**Available data**
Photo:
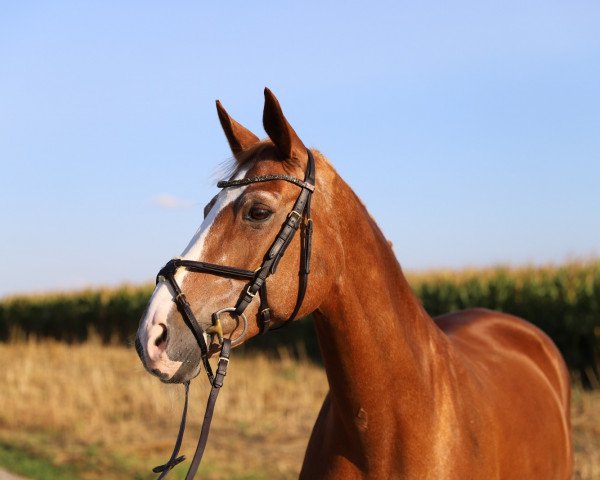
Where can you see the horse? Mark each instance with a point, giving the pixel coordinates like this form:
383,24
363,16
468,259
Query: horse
474,394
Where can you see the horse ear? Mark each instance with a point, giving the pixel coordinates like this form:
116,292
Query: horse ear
238,136
279,130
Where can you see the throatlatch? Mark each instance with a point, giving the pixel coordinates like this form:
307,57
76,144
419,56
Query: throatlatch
300,215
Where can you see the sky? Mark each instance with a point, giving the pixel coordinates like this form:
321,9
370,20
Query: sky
471,130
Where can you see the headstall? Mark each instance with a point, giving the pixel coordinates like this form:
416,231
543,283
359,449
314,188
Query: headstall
299,215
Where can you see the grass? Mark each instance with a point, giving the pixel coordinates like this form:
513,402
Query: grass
89,411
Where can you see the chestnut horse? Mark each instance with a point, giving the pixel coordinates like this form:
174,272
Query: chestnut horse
474,394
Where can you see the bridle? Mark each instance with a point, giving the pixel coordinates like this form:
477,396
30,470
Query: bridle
299,215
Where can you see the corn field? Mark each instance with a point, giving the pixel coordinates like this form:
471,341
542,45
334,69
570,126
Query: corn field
564,301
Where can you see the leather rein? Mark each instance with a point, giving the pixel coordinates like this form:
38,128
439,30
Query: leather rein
299,215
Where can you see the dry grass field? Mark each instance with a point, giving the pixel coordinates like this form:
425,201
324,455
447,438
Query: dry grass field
92,412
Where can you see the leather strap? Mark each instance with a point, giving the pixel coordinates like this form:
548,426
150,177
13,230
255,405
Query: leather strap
210,407
174,460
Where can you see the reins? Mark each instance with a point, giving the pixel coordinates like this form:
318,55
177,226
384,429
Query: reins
299,215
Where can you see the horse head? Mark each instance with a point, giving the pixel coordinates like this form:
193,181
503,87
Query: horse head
239,228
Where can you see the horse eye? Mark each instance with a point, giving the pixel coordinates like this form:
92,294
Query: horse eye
259,213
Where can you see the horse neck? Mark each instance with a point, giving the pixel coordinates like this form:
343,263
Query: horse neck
379,346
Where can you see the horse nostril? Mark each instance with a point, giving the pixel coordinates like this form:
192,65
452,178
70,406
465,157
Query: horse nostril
162,338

**Description of the task**
If pictures are present, they are dropped, and the entries above are written out word for word.

**Exercise result**
Photo:
Where can you see the horse? Mark each instance with a point, giving the pixel coordinates like this form:
383,24
363,16
468,259
Query: horse
474,394
Where can you see the horse ear? Mark each instance with a point, giving the pixel coordinates like this form:
116,292
Query: horse ear
238,136
279,130
Where can you see the throatlatch? Mark each instance with a point, giving the pixel coordinates like this form:
307,57
76,144
419,56
Query: throatlatch
300,215
Where can you see the sky? Mark each instance with a point, giving the pixel coordinates like this form:
321,9
370,20
Query: sky
471,130
Where can you see the headstall? Mark each instance with a point, giving the pixel coordinates like this form:
416,231
543,283
359,449
314,188
Query: headstall
299,215
Where can you see the grass? Mark each instance with a point, giving the pixel coordinates like this form:
513,402
Query: grass
89,411
Where can you see the chestnut horse? Mark each instance with a point, giving the pixel coordinates like this form:
174,272
Query: chestnut horse
474,394
Where can you see the bridle? Mark each instance with a point, giving the pixel coordinates like this form:
477,396
30,470
Query: bridle
299,215
Where can you see the corn field? Mark each instance with a point, giving the pixel coordinates like this form:
471,341
542,45
334,69
570,126
Query: corn field
564,301
Where can you see the leather rein? Mark each instance with a point, giving the pixel coordinates like this form:
38,128
439,30
Query: leather rein
299,215
Where can you see the dry grass field? Mark each instance with a point, giving the pixel coordinates like this form:
425,201
324,455
447,438
Query: dry grass field
92,412
Where can you see the leather strap? Mark each instance with a point, giving the pixel coordinates like this form:
548,426
150,177
13,230
255,405
Query: leather strap
210,407
174,460
Where can you see the reins? Mark each instance with a point, giving the pixel coordinates like this form:
318,55
177,226
384,429
Query: reins
299,215
Where can you see the horse head? Mark each instance with a point, giving the pixel coordinates like this form:
193,181
503,87
Query: horse head
239,228
Where can you see the horse eye? Mark each instance with a point, giving the pixel coordinates like this form:
92,294
Query: horse eye
259,213
Where can you see the horse neck? Mark each instance with a point, giving the pixel coordinates like this form:
343,263
Query: horse neck
379,346
Where can you see the horse nostril? Mark each instance with a point, giving the pixel coordinates like this form:
192,65
452,178
70,406
465,157
Query: horse nostril
162,338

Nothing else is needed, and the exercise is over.